Rewrite all of the entries below, switching every instance of "produces" to "returns" and leaving everything else unchanged. Omit the pictures from your answer.

= = = = = = =

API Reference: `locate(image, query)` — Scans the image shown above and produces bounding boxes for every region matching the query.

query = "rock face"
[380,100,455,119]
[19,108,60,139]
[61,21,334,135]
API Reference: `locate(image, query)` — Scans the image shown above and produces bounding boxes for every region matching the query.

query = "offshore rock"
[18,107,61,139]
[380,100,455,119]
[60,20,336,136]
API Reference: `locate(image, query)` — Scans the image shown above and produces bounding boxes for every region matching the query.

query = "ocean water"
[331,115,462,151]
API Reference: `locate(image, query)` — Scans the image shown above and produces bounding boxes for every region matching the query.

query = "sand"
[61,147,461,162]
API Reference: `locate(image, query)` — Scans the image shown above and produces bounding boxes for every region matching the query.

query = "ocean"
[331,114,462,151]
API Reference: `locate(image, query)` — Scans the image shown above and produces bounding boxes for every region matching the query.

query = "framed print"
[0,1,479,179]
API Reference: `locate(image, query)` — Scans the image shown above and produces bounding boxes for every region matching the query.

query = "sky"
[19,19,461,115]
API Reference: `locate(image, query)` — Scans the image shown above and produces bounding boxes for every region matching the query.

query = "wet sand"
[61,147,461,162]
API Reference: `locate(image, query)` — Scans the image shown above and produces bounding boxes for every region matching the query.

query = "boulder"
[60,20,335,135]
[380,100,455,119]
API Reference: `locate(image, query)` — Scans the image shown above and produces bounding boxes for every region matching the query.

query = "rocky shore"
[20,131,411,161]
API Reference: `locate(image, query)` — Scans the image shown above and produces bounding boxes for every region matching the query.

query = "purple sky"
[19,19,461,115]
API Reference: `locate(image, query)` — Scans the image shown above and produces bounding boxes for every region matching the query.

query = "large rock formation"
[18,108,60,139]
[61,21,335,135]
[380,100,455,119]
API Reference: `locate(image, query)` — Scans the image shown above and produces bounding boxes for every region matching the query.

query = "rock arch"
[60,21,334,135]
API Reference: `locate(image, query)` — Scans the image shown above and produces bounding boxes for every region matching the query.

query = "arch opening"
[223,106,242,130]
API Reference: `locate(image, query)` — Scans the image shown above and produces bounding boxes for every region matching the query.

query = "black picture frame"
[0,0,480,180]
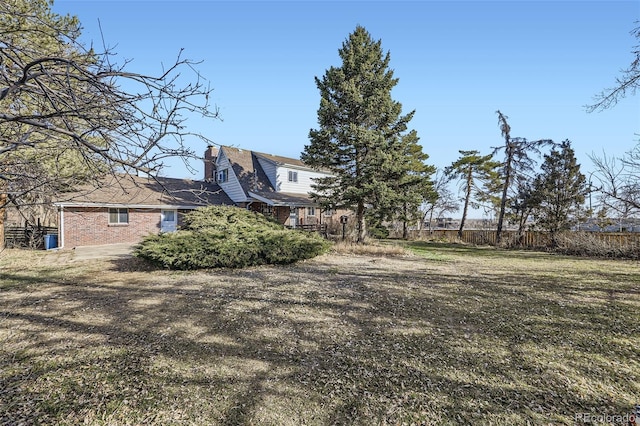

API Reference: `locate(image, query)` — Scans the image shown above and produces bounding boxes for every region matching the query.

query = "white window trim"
[108,207,129,226]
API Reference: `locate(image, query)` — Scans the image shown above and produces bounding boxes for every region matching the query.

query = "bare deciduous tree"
[586,21,640,112]
[0,0,218,246]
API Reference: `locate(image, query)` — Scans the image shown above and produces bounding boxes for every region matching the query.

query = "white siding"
[276,166,328,194]
[258,157,278,188]
[216,149,247,203]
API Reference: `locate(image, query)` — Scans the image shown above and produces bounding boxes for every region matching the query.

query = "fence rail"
[392,229,640,248]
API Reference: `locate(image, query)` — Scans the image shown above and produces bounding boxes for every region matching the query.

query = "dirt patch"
[0,247,640,425]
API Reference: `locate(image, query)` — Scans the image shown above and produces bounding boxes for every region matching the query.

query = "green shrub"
[134,206,330,270]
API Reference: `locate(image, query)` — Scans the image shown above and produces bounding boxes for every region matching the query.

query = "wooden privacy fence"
[4,226,58,249]
[392,229,640,248]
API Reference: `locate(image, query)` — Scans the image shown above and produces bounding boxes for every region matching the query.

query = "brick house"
[204,146,344,228]
[54,175,234,248]
[53,146,347,248]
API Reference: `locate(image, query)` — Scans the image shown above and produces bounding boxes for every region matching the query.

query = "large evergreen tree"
[534,140,589,246]
[494,111,553,243]
[446,150,500,237]
[0,0,217,244]
[302,26,432,242]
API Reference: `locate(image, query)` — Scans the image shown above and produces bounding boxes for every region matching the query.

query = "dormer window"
[216,169,229,183]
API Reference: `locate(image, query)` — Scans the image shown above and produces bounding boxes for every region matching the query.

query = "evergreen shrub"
[134,206,331,270]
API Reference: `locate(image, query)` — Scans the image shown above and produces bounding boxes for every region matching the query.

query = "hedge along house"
[54,175,234,248]
[205,146,339,228]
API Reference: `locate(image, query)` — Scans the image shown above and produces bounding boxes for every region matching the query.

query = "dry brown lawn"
[0,243,640,425]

= = = = = = =

RESULT FOR THIS TASK
API Reference: `locate(image, query)` — Scans the image shown above and returns bounding boxes for every region matching the query.

query = "rock face"
[380,100,455,119]
[19,108,60,139]
[61,21,334,135]
API Reference: `locate(image, query)` — Scans the image shown above and returns bounding boxes for every region matching the query.

query = "offshore rock"
[18,107,61,139]
[380,100,455,119]
[60,20,336,136]
API Reference: `locate(image, query)` — Scans the image shown above and returns bounding boxes for every region matching the query.

query = "ocean water"
[331,115,462,151]
API Reference: `locate(image, query)` — Scans the image shown above and returns bounding boxes for every region matching the query.

query = "sand"
[61,147,461,162]
API Reference: `locate(image, query)` — Scans the image shown above and returns bounding boxes for every region matching the query.

query = "ocean"
[331,114,462,151]
API Reference: `locate(image, query)` — Scans the image shown above and returns bounding boxes for every region matching the query.

query = "framed print"
[0,1,479,179]
API Reference: `locate(image, query)` — Scans the image shown above and returns bounding boxes for every region matching the query.

query = "sky"
[19,19,461,115]
API Reference: `locate(image, query)` — Scans the image shown above and returns bounding boxes for every region matching the query.

query = "wet sand"
[61,147,461,162]
API Reference: `locate(image, query)` — Scans the image shown above and returns bounding boxes for every region matching the query.

query = "boulder"
[60,20,335,135]
[380,100,455,119]
API Reference: `locate(image, query)` — Scans the image shown above and returns bounding boxes for every region matching the query.

query = "rocky shore"
[20,131,411,161]
API Reference: `locate(image, query)` — Scans the image shown above and returns bounding boxes for every region matching the query.

query = "purple sky"
[19,19,461,115]
API Reference: `locate(image, query)` — Scans the image shown above and returns bounding boxes for every region matching the query.

query = "large rock formation"
[18,108,60,139]
[61,21,335,135]
[380,100,455,119]
API Reference: `locate(image, query)` — Scans the image shown above and returns bounding boxes for every region matching the query.

query = "rock arch"
[60,21,334,135]
API Reference: `locate(image, query)` — Scans the image shown above and returns bounding boxes for every region matching the query.

query = "arch opening"
[223,106,242,130]
API Reference: `locate(image, query)` — Scans the image shown above and returns bounding boxes for every region matching the query.

query = "black picture frame"
[0,0,480,180]

API Reference: `locate(image, query)` — Scans the image shown above and returns bounding boxes for every region matching the query.

query = "white window trim"
[108,207,129,226]
API Reference: `locate(image, query)` — Scans the image shown above and returns bounding boxes for every region matching the query.

query = "bare deciduous tree"
[586,21,640,112]
[0,0,218,246]
API Reference: `locate(image, query)` — Scans the image shown above and returns bounding boxes for every region matching the query.

query = "white siding"
[276,166,328,194]
[258,157,278,188]
[216,149,247,203]
API Reference: `locate(image, query)` — Scans the image shown above and returns bounding boxes for every region matching the query.

query = "fence rail"
[392,229,640,248]
API Reference: `locate(image, query)` — Scans the image shown above and returns bounding boxes for every region matching the query.

query = "dirt patch"
[0,247,640,425]
API Reference: `locate(image, query)` — Scans the image shown above and returns bounding boxes for every region matching the query.

query = "green shrub"
[134,206,330,270]
API Reference: `locate(image, query)` — Scans the image shown above and returns bounding boxes for every region matching the query.

query = "wooden privacy fence"
[4,226,58,249]
[392,229,640,248]
API Reference: `locate(image, query)` — Scans the image shown above and returns bounding boxes for every region matching the query.

query = "brick house"
[204,146,344,228]
[54,175,234,248]
[53,146,347,248]
API Reference: `locate(image, query)` — Scans the image shown above and returns bounding boxes for every region matching the query.

query = "large evergreen tree"
[534,140,589,246]
[494,111,553,243]
[446,150,500,237]
[0,0,217,244]
[302,26,432,242]
API Reference: `locate(image, query)` — Scans the image shown above and returns bounding boxes for every region matching the query.

query = "dormer window"
[216,169,229,183]
API Reference: `locate(image, query)` — Scans the image shown above and returns bounding boxes for every region matching the query.

query = "evergreen shrub"
[134,206,331,270]
API Reference: `locate(image, query)` — Scans the image shown above and returns bounding boxes for every region matching the query.

query = "hedge along house"
[54,175,234,248]
[205,146,339,228]
API Reference: `locate(image, query)` — Scans the image shown above and returns bounding boxes for every region matching the query.

query = "dry brown lawn"
[0,243,640,425]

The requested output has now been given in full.